== TRECHO DO TEXTO ==
-------------------------
Ivo marcou, pela coragem, um dos papéis preponderantes que se esperam do advogado: o de não temer o poder constituído


O MÊS de maio assinala, em várias partes do mundo, a comemoração do Dia de Santo Ivo, padroeiro dos advogados, cuja missa anual será celebrada, em São Paulo -a mando da Associação, da Ordem e do Instituto dos Advogados de São Paulo-, no dia 19 (terça), na paróquia em honra ao santo.
O nome do padroeiro me veio à lembrança porque estamos vivendo um período em que a advocacia surge em destaque no noticiário, pelos motivos mais diversos, dos criminalistas aos especialistas em direitos tributário e comercial.
Nas transformações sociais, como as deste momento histórico, sempre há lugar para o aparecimento do advogado no seu exclusivo papel de falar pela cidadania diante do Judiciário -sendo a advocacia, por definição constitucional, função essencial para a justiça.
O Ministério Público, outra função essencial, também tem membros que falam pela sociedade em casos específicos, mas em circunstâncias que não devem incluir a representação atribuída ao advogado.
Pois Santo Ivo (ou Yves) de Chartres foi bispo dessa cidade francesa. Viveu entre 1040 e 1116, considerado o maior especialista em direito canônico de seu tempo.
-------------------------
== DADOS EXTRAÍDOS ==
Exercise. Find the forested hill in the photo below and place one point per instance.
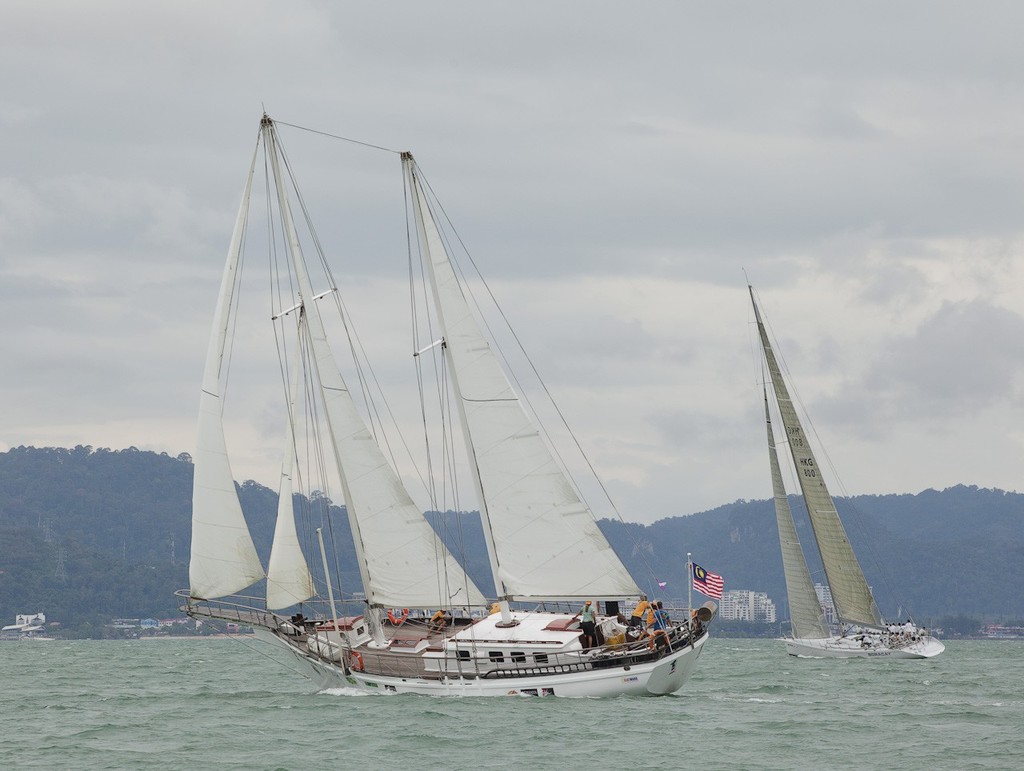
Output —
(89, 534)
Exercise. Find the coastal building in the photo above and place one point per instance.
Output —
(747, 605)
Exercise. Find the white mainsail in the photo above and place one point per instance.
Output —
(223, 558)
(288, 577)
(544, 542)
(846, 580)
(806, 617)
(402, 562)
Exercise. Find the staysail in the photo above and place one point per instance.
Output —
(288, 577)
(223, 558)
(849, 588)
(544, 542)
(402, 562)
(805, 609)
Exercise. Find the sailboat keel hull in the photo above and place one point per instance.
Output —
(848, 647)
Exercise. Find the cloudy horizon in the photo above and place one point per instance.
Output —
(617, 173)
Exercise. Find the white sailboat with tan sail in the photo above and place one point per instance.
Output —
(423, 625)
(862, 631)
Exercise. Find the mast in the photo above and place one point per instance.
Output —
(805, 610)
(846, 580)
(543, 542)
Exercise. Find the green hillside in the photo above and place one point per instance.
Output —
(90, 534)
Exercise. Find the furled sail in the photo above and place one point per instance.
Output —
(849, 588)
(288, 577)
(223, 558)
(544, 542)
(805, 609)
(402, 562)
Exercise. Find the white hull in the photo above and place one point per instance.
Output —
(664, 676)
(849, 647)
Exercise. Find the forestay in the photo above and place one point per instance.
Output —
(805, 609)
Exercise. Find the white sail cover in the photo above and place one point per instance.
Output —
(806, 617)
(223, 558)
(546, 543)
(288, 577)
(402, 562)
(849, 588)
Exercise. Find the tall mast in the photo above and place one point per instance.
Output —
(850, 591)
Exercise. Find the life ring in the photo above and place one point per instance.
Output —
(397, 620)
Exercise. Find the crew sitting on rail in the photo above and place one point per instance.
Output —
(438, 622)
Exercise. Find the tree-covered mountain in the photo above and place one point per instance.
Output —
(90, 534)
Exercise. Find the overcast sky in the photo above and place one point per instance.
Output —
(613, 169)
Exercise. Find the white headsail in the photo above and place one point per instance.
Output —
(544, 542)
(288, 577)
(805, 609)
(402, 562)
(223, 558)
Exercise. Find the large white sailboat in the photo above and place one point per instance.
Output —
(423, 626)
(862, 631)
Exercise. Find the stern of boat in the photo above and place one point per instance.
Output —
(673, 672)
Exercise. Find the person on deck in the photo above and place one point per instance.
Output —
(587, 618)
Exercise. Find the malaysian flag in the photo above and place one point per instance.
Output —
(708, 583)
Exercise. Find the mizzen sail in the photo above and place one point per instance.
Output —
(849, 588)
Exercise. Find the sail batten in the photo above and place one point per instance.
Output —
(543, 542)
(401, 561)
(850, 591)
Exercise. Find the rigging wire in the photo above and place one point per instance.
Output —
(523, 393)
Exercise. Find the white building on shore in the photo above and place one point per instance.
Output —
(747, 605)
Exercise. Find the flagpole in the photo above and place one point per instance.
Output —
(689, 583)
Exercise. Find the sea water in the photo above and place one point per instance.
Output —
(238, 703)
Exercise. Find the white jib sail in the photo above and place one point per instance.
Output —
(849, 588)
(402, 561)
(223, 558)
(288, 577)
(546, 542)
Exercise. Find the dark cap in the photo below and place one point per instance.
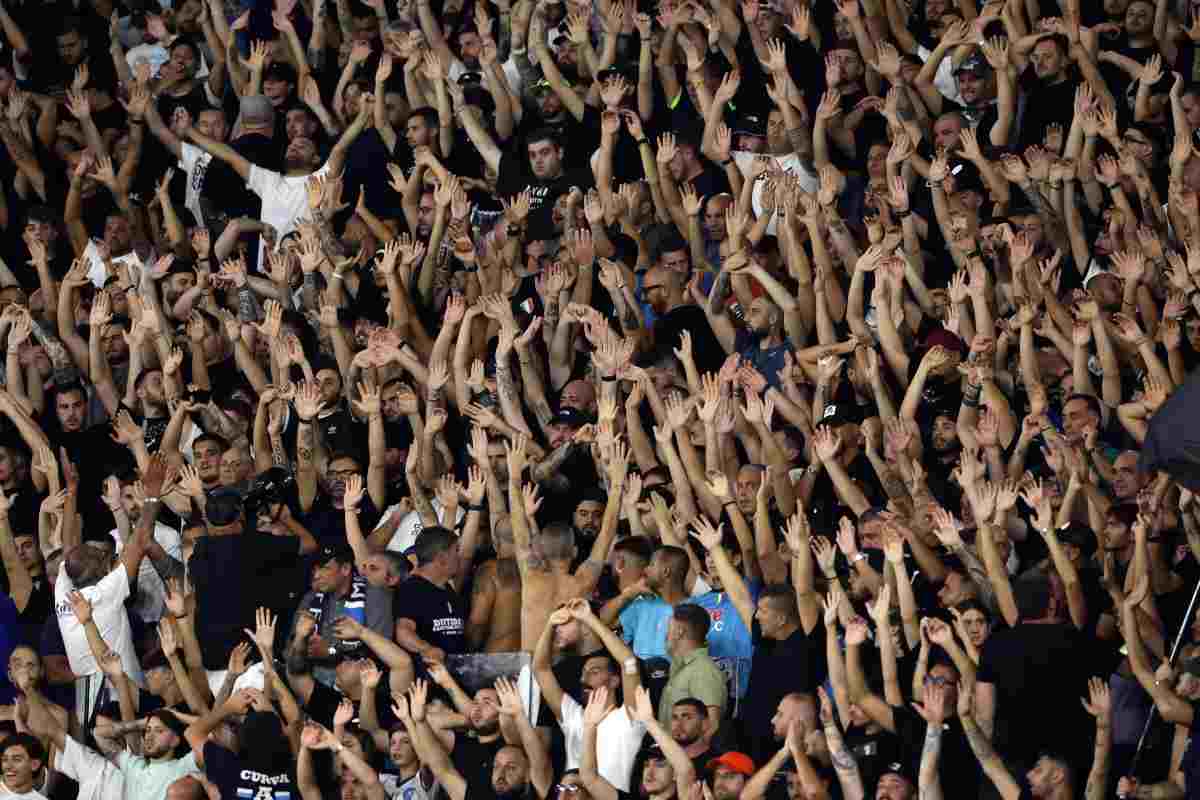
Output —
(750, 125)
(838, 414)
(975, 64)
(570, 416)
(612, 72)
(1080, 535)
(280, 71)
(340, 553)
(222, 506)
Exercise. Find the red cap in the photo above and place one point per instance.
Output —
(733, 761)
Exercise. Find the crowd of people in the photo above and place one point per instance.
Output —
(706, 400)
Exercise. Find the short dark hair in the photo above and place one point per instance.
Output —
(694, 618)
(183, 41)
(432, 542)
(544, 134)
(31, 745)
(1092, 403)
(783, 597)
(426, 113)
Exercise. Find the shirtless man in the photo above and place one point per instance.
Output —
(545, 560)
(495, 624)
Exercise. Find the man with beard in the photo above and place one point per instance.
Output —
(729, 636)
(987, 95)
(545, 563)
(645, 608)
(337, 590)
(663, 289)
(773, 323)
(618, 734)
(1049, 83)
(540, 168)
(286, 196)
(431, 615)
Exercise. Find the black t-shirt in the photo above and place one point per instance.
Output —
(439, 614)
(779, 668)
(239, 777)
(473, 759)
(1039, 677)
(515, 176)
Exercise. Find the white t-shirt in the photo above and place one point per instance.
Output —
(99, 777)
(107, 600)
(195, 162)
(151, 600)
(285, 200)
(96, 271)
(618, 739)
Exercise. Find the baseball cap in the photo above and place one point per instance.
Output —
(750, 125)
(732, 761)
(341, 553)
(256, 109)
(223, 506)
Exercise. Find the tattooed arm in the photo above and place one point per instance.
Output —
(844, 763)
(549, 467)
(306, 467)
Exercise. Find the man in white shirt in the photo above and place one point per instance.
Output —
(286, 197)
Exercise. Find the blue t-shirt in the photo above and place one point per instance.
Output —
(643, 625)
(729, 638)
-------------------------
== REQUISITOS DA TAREFA ==
1. Reúna todas as linhas dos registros que contêm a palavra "mast", respeitando a distinção entre maiúsculas e minúsculas.
2. Apresente a continuação do texto sobre Santo Ivo e a advocacia, a partir da última frase exibida.
Os registros não guardam relação alguma com o texto.

== RESPOSTAS DO EXERCÍCIO ==
1.
Exercise. Find the mast in the photo above and place one point per instance.
Exercise. Find the tall mast in the photo above and place one point per instance.

2.
Ivo não foi apenas estudioso das teorias do direito, mas pôs seu saber a serviço dos que dele precisavam numa época em que a Igreja Católica exerceu direta ou indiretamente forte influência sobre os governantes. Ivo marcou, pela coragem, um dos papéis preponderantes que se esperam dos advogados: o de não temer o poder constituído, ou imposto. Ivo era de família abonada, o que lhe permitiu tranquilidade no bispado e na advocacia.
Há um episódio simbólico de seu destemor. Em um momento de sua vida, era comum que os reis resolvessem trocar de esposa, sob alegações as mais diversas -nenhuma das quais compatível com as leis da igreja quanto à nulidade do matrimônio ou sobre o divórcio.
Foi o que aconteceu com Felipe 1º, rei da França. Quis descasar-se de Berta, sua primeira mulher, para desposar a condessa Bertrande D'Anjou. Ivo, sob sólidos argumentos canônicos, se opôs. Felipe 1º, não conseguindo convencê-lo, ordenou a sua prisão, mas teve de soltá-lo por influência do papa Urbano.
Ivo também interveio em muitas outras questões marcadas pela mesma coragem e pelo sentimento de justiça, interferindo como mediador. Tanto que perdoou Felipe 1º e se reconciliou com ele.
O leitor provavelmente se perguntará como Ivo conseguiu ser, ao mesmo tempo, santo e advogado. A possibilidade da dúvida é natural. Não desmerece a profissão.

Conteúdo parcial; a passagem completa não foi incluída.